BEGIN Records to process
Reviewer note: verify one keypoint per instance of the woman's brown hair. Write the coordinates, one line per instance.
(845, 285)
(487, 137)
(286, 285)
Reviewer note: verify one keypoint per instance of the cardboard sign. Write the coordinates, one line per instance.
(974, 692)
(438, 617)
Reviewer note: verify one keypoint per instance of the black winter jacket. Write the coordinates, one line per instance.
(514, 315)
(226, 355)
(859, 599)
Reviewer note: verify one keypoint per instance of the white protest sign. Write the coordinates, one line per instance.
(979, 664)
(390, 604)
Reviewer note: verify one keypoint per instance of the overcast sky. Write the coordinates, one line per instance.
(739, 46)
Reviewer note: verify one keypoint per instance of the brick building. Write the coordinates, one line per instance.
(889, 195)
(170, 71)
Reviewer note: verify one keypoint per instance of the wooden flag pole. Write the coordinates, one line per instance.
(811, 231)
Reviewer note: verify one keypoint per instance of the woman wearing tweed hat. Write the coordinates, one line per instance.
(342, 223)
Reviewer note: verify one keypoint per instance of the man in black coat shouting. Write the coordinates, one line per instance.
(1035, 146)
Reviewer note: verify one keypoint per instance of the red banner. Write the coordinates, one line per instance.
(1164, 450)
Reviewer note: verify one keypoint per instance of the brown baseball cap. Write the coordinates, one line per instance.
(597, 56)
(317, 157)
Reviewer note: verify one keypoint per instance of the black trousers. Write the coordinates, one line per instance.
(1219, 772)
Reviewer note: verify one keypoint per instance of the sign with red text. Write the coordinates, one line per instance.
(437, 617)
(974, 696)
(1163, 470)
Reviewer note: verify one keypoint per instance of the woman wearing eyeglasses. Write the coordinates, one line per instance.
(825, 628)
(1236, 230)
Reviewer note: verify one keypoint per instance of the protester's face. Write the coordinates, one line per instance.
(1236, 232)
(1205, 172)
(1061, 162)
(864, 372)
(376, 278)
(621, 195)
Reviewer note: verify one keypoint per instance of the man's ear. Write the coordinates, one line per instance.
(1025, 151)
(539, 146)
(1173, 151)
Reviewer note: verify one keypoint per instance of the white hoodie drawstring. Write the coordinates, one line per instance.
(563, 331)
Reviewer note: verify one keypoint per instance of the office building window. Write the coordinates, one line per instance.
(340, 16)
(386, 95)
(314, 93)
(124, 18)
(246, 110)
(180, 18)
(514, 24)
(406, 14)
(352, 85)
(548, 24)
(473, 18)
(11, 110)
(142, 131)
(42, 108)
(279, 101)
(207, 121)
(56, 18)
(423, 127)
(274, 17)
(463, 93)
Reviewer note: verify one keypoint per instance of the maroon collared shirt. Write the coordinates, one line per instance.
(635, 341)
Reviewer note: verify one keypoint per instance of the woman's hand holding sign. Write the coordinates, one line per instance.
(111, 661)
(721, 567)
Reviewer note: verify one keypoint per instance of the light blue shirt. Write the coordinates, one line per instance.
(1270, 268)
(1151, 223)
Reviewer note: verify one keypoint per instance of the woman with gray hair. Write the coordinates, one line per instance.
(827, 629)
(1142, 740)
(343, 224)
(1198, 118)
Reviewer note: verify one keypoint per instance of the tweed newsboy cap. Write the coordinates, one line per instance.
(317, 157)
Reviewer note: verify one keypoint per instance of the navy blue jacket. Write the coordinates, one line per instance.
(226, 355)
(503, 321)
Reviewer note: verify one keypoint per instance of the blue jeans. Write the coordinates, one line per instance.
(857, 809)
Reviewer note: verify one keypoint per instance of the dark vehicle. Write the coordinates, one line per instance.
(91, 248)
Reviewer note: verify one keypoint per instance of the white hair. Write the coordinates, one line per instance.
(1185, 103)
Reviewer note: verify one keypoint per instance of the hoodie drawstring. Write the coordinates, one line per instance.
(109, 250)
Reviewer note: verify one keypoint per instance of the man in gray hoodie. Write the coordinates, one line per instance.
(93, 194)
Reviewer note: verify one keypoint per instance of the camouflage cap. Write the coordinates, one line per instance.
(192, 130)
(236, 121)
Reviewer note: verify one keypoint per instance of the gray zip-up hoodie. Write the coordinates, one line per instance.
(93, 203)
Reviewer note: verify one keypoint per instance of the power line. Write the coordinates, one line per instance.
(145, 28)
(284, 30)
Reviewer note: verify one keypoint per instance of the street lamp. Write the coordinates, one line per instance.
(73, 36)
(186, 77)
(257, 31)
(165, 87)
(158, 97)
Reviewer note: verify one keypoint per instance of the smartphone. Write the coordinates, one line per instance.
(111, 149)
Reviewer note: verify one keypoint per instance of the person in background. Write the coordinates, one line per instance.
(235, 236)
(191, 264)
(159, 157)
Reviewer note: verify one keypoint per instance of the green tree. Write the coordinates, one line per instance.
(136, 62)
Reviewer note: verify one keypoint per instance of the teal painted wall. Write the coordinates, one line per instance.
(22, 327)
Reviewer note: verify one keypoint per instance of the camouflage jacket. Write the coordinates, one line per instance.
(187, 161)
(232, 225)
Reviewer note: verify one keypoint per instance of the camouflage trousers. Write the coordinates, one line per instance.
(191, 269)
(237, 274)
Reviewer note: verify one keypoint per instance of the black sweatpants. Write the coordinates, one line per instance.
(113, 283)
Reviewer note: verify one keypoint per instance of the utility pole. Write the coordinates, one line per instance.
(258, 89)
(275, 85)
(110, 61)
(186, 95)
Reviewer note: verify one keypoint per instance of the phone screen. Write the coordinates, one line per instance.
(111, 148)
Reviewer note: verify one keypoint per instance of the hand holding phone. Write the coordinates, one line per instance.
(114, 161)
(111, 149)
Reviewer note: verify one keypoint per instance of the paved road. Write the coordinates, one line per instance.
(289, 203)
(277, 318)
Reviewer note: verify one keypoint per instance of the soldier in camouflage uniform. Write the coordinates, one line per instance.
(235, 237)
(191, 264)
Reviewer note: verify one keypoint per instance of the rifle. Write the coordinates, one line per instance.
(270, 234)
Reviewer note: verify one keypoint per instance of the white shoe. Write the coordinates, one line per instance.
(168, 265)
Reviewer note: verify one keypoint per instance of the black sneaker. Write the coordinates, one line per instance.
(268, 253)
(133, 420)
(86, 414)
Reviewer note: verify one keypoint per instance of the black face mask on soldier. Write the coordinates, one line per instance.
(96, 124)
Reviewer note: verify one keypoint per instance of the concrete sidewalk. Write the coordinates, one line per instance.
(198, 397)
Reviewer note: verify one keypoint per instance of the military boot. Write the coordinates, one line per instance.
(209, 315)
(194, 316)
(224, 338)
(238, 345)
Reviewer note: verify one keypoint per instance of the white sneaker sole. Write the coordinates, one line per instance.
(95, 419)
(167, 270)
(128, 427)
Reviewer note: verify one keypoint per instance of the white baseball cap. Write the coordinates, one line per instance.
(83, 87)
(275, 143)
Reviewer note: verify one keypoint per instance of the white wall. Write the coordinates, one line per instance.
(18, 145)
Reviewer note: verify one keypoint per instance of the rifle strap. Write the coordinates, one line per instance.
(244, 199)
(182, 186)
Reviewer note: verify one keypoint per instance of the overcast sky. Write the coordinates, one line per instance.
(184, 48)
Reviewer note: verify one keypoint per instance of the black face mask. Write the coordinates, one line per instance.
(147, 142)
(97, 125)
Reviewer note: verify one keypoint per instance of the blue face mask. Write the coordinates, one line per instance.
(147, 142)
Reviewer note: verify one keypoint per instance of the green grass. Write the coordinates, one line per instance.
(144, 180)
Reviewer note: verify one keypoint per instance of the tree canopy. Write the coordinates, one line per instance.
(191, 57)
END Records to process
What is needed: The records above should be restated exactly, line for line.

Solution to this problem:
Reviewer note: verify one keypoint per instance of the woman's brown hair. Write the coordinates, one line per instance.
(845, 285)
(487, 137)
(286, 285)
Reviewer note: verify one keypoint per instance of the cardboard sign. Write the coordinates, one line per instance.
(974, 692)
(438, 617)
Reviewer note: verify one keypoint per instance of the black winter jacket. Write the coordinates, one line per instance.
(514, 315)
(226, 355)
(859, 599)
Reviewer note: verify one keypoint per instance of the white protest sign. Write the coordinates, one line per instance.
(979, 664)
(390, 604)
Reviewer note: verify one keypoint per instance of the overcast sky. Write the coordinates, one line per instance.
(739, 46)
Reviewer note: verify one keypoint per instance of the brick building. Write the coordinates, one line per instance.
(889, 195)
(170, 71)
Reviewer note: verify one keypoint per instance of the wooden flag pole. Write the coordinates, one line per instance.
(811, 231)
Reviewer note: verify one keypoint per instance of the woman wearing tweed hat. Write the coordinates, one line per instance.
(342, 223)
Reviewer note: verify one keypoint per instance of the man in black coat shouting. Write the coordinates, one line per instance.
(1035, 146)
Reviewer note: verify one keypoint per instance of the red banner. Write the coordinates, one line per instance.
(1164, 450)
Reviewer note: verify one keypoint per instance of the brown baseball cap. Write the coordinates, one line per instance.
(597, 56)
(317, 157)
Reviewer note: verify one keypoint per instance of the black trousers. Write the coordinates, one line per instance.
(1219, 772)
Reviewer note: verify one keypoint per instance of the sign with red text. Write the coordinates, one line per instance.
(437, 617)
(974, 696)
(1163, 470)
Reviewer note: verify one keypoint per instance of the woman wearing eyeglasses. Write the coordinates, one line per instance.
(825, 628)
(1236, 230)
Reviewer note: verify one keypoint per instance of the protester's face. Write the coordinates, one line per instance.
(1236, 232)
(1205, 172)
(1061, 162)
(864, 372)
(376, 278)
(621, 195)
Reviewer note: verify one keypoint per instance of the man's ear. Write the coordinates, one line per instance.
(1025, 151)
(539, 146)
(1173, 151)
Reviewer note: verify one keypoint per instance of the white hoodie drawstring. Write the coordinates, one line per instance.
(563, 331)
Reviewer note: verify one keypoint per instance of the office building window. Write the coordinates, one line per instance.
(340, 16)
(386, 95)
(314, 93)
(124, 18)
(246, 110)
(180, 18)
(514, 24)
(406, 14)
(352, 85)
(548, 24)
(473, 18)
(11, 110)
(142, 131)
(42, 108)
(279, 101)
(207, 121)
(56, 18)
(423, 127)
(274, 17)
(463, 93)
Reviewer note: verify one keypoint per instance of the maroon collared shirt. Write the coordinates, one line per instance.
(635, 341)
Reviewer note: verify one keypoint per instance of the woman's hand holding sign. Write the coordinates, one line per instance.
(111, 661)
(721, 567)
Reviewer note: verify one keypoint per instance of the light blue shirt. Write the coordinates, one line per instance.
(1270, 268)
(1151, 223)
Reviewer note: verify one keypoint per instance of the woman with gray hair. Write the coordinates, one line per instance.
(827, 629)
(1142, 740)
(343, 224)
(1198, 118)
Reviewer note: verify one keypoint per instance of the tweed newsboy cap. Write the coordinates, one line per instance.
(317, 157)
Reviewer note: verify one keypoint per instance of the navy blue jacket. Write the coordinates, one line per instance.
(226, 355)
(503, 321)
Reviewer note: verify one keypoint per instance of the blue jeans. Write the coordinates, one line per instance.
(857, 809)
Reviewer note: verify one keypoint per instance of the dark vehicle. Write the coordinates, one line per instance.
(91, 248)
Reviewer note: verify one keypoint per instance of the white hair. Write the coordinates, one line per instance.
(1185, 103)
Reviewer note: verify one keypoint per instance of the hoodie drawstring. Write the coordinates, one line per instance.
(109, 250)
Reviewer note: verify one keypoint per instance of the man in gray hoodie. Write the coordinates, one line per instance.
(93, 194)
Reviewer note: verify one keypoint per instance of the camouflage cap. Write the coordinates, one line per instance.
(192, 130)
(236, 121)
Reviewer note: verify one keypoint per instance of the gray zip-up hoodie. Write the coordinates, one line per instance.
(93, 203)
Reviewer note: verify one keypoint per instance of the power line. Write the coordinates, one line per instance.
(145, 28)
(284, 30)
Reviewer note: verify one keypoint per instance of the street lamp. Write the coordinates, one line per instance.
(73, 36)
(186, 77)
(257, 31)
(165, 87)
(158, 97)
Reviewer note: verify one keypoint per instance of the smartphone. Write the coordinates, one line per instance.
(111, 149)
Reviewer note: verify one keypoint per instance of the person in background. Write the coordinates, one line per instance.
(235, 236)
(191, 264)
(159, 157)
Reviewer note: verify one keypoint per instance of the green tree. Write the coordinates, one line per instance.
(136, 62)
Reviewer note: verify one keypoint per instance of the teal painted wall. Write the coordinates, one line per instance.
(22, 327)
Reviewer note: verify one keypoint per instance of the camouflage jacket. Write the coordinates, one line per instance.
(187, 161)
(232, 225)
Reviewer note: verify one keypoint per instance of the camouflage trousers. Write the coordinates, one line per instance.
(191, 269)
(237, 274)
Reviewer note: verify one keypoint per instance of the black sweatpants. Write the coordinates, one line per instance.
(113, 283)
Reviewer note: verify one keypoint per instance of the utility pole. Write the coordinates, one line per instance.
(258, 89)
(275, 85)
(110, 61)
(186, 95)
Reviewer note: verify one keypoint per instance of the phone screen. Write the coordinates, one line per instance.
(111, 148)
Reviewer note: verify one keypoint per instance of the hand holding phone. Write the coordinates, one line per instance.
(114, 161)
(111, 149)
Reviewer note: verify one keypoint per instance of the paved road. Write the coordinates, one line per instance.
(289, 203)
(277, 318)
Reviewer note: verify one keypoint per instance of the soldier in camouflage uniform. Write the coordinates, one line per instance.
(235, 237)
(191, 264)
Reviewer note: verify one keypoint per instance of the rifle. Write the coordinates, one line per instance.
(270, 234)
Reviewer note: verify one keypoint per instance of the white shoe. Write the coordinates, one line per instance.
(168, 265)
Reviewer note: verify one keypoint per instance of the black sneaker. Write the coordinates, one line per instance.
(268, 253)
(133, 420)
(86, 414)
Reviewer note: verify one keypoint per instance of the black face mask on soldier. Write the coordinates, one line per instance.
(96, 124)
Reviewer note: verify one keypoint per instance of the concrete sidewalk. Write the coordinates, one line per instance.
(198, 397)
Reviewer note: verify one keypoint per instance of the military boot. Write the coordinates, one line per instance.
(209, 315)
(194, 316)
(224, 338)
(238, 345)
Reviewer note: verify one keypoint per instance of the white sneaker sole. Write the coordinates, one line per instance.
(95, 419)
(167, 270)
(128, 427)
Reviewer note: verify one keypoint per instance of the white baseball cap. Write the coordinates, one line per instance.
(83, 87)
(275, 143)
Reviewer note: verify one keypoint per instance of the white wall. Write the coordinates, one line per instance.
(18, 145)
Reviewer note: verify one keypoint per instance of the rifle strap. Write the coordinates, one line per instance.
(244, 199)
(182, 186)
Reviewer note: verify one keypoint per instance of the overcast sky. Write the coordinates, one line per instance.
(184, 48)
Reviewer note: verify one keypoint per instance of the black face mask. Write the coordinates, one line per instance.
(147, 142)
(97, 125)
Reviewer note: verify one keypoint per instance of the blue face mask. Write the coordinates, one line per instance.
(147, 142)
Reviewer note: verify one keypoint per instance of the green grass. Write the coordinates, one line per instance.
(144, 180)
Reviewer note: verify one keypoint per instance of the tree canopy. Write the coordinates, one line per instance.
(191, 57)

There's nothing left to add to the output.